----- Page extract

HUNTSVILLE, Ala. (WHNT) — When it comes to calls to the doctor or emergency room visits, the dangers of poison come true occur all too often.

“Parents would be shocked to know just in a moderate pediatric practice how many calls come in from parents when children put something in their mouth that shouldn’t have been,” said Dr. Wes Stubblefield of Alabama Department of Public Health. He warns that there’s a good reason National Poison Prevention Week has lasted 60 years.

“There are weeks of the year that we focus on different things. But we all know that things like accidental drownings are more common in the summertime,” Stubblefield said. “But this is something that’s every day. This is not something that’s seasonal. The chemicals are outside, they’re inside, they’re up, they’re down, they’re in the house, they’re outside of the house. You just have to be very cautious.”

For Alabama children, cleaning products were the most common exposures in 2021, according to Children’s of Alabama. In north Alabama, Cullman County and Marshall County had the most calls of poison exposure per 1,000 residents.

“Cleaning products, medications, dyes, the list just goes on and on,” Stubblefield said. “We go back to just getting these things out of the risk of children. It’s one of those things you want to get down on your hands and knees and think, ‘what can they touch?'”

Dr. Stubblefield, who’s also a pediatrician based in Morgan County, warns that in the event you fear a loved one ingests something toxic.

“Make sure parents have that poison control number on their refrigerator or somewhere on their phone that they can get to and know who to call and get those directions, because the quicker that you can get care even if it isn’t something dangerous, it can be life-saving potentially,” Stubblefield concluded.

----------
----- Data

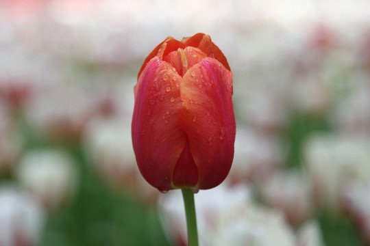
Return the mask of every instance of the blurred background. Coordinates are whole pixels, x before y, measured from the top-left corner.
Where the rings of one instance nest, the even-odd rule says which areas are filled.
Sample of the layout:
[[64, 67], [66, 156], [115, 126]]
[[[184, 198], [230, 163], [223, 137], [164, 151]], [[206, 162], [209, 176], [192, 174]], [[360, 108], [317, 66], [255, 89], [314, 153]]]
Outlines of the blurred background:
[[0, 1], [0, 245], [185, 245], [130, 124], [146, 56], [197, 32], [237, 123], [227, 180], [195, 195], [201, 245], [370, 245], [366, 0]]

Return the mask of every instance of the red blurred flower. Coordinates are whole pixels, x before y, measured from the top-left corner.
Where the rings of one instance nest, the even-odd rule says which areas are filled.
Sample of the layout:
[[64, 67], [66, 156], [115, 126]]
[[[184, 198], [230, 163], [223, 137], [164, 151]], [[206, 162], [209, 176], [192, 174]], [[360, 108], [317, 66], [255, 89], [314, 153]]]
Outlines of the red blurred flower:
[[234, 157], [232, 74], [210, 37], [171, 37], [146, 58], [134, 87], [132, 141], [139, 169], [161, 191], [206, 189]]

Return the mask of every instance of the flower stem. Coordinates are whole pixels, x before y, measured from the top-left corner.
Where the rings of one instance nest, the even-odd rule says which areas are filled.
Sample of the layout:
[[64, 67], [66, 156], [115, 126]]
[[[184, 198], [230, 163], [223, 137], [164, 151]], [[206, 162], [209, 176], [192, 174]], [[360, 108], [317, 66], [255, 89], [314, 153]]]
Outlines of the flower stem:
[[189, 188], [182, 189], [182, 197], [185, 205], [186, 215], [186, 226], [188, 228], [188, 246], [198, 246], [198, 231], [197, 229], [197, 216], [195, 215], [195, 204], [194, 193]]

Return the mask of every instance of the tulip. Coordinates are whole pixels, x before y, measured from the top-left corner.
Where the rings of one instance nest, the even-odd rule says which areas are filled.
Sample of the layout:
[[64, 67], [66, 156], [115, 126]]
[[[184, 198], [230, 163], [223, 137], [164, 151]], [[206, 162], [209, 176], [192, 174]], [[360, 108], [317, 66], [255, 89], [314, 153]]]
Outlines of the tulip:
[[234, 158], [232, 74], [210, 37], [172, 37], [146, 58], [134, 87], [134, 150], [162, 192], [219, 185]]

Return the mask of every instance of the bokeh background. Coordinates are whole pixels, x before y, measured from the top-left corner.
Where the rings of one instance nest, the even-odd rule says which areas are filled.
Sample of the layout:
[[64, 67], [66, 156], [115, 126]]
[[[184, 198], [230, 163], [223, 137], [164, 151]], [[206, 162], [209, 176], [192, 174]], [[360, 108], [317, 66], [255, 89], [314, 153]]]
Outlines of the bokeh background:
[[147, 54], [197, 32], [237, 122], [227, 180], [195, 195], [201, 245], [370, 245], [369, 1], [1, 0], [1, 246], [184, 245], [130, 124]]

----------

■ Problems to work on
1. In the poison prevention article, which two counties in north Alabama had the most calls of poison exposure per 1,000 residents?
2. Reproduce the poison prevention article from "For Alabama children, cleaning" to "per 1,000 residents.".

■ Responses for each task
1. Cullman County and Marshall County

2.
For Alabama children, cleaning products were the most common exposures in 2021, according to Children’s of Alabama. In north Alabama, Cullman County and Marshall County had the most calls of poison exposure per 1,000 residents.